TASK PROMPT: Copy every item below word for word, leaving out the pictures.

GIVEN RECORDS:
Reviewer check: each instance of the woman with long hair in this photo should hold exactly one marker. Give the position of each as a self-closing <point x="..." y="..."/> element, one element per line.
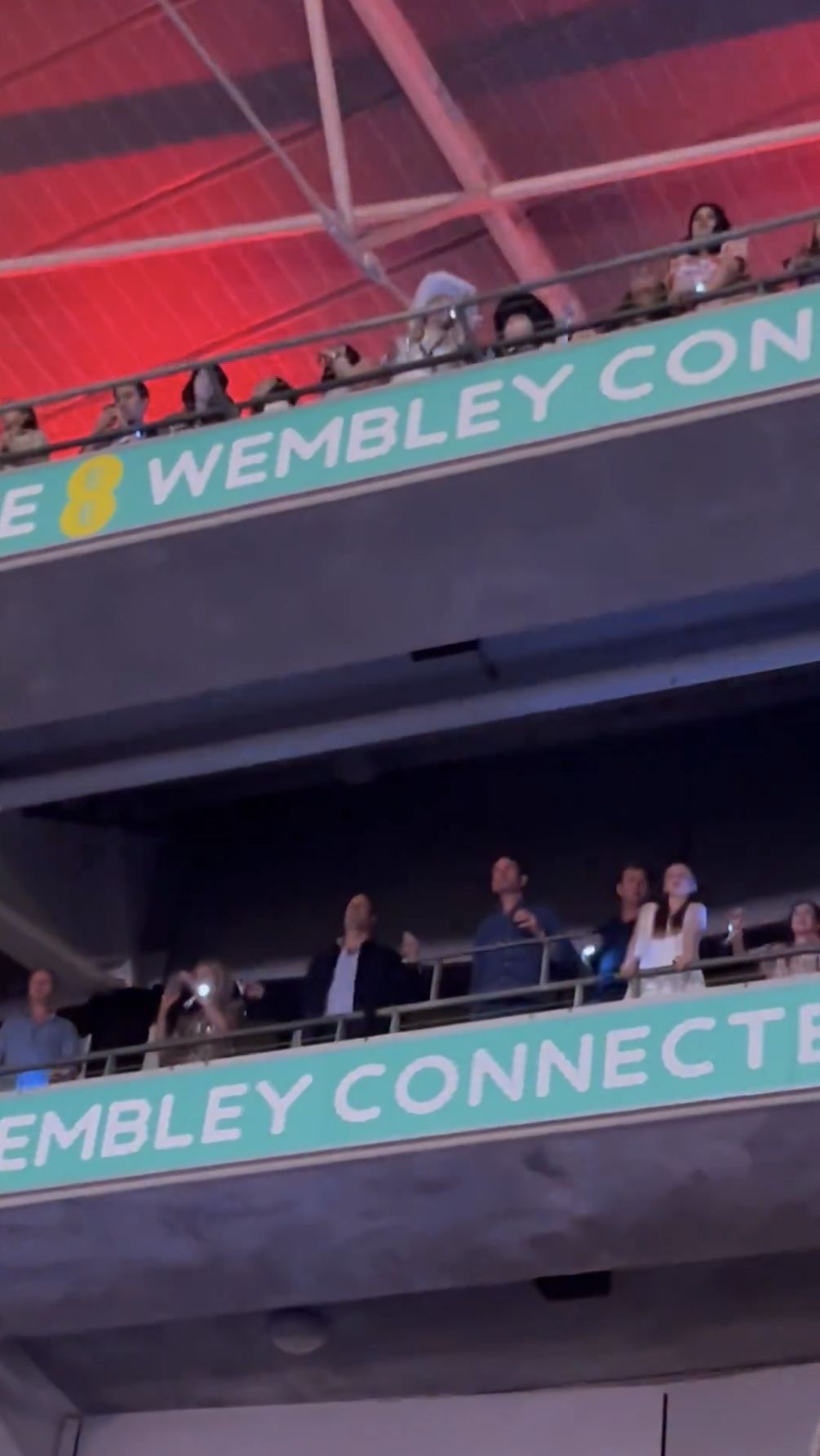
<point x="197" y="1005"/>
<point x="667" y="934"/>
<point x="803" y="931"/>
<point x="711" y="267"/>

SOLUTION TO THE PROBLEM:
Reviewer check: each instance of the woman with long hair in this photo should hold exactly one marker. Give the position of each as a self-closing <point x="..." y="..."/> element, one element per line.
<point x="197" y="1005"/>
<point x="667" y="934"/>
<point x="803" y="931"/>
<point x="711" y="267"/>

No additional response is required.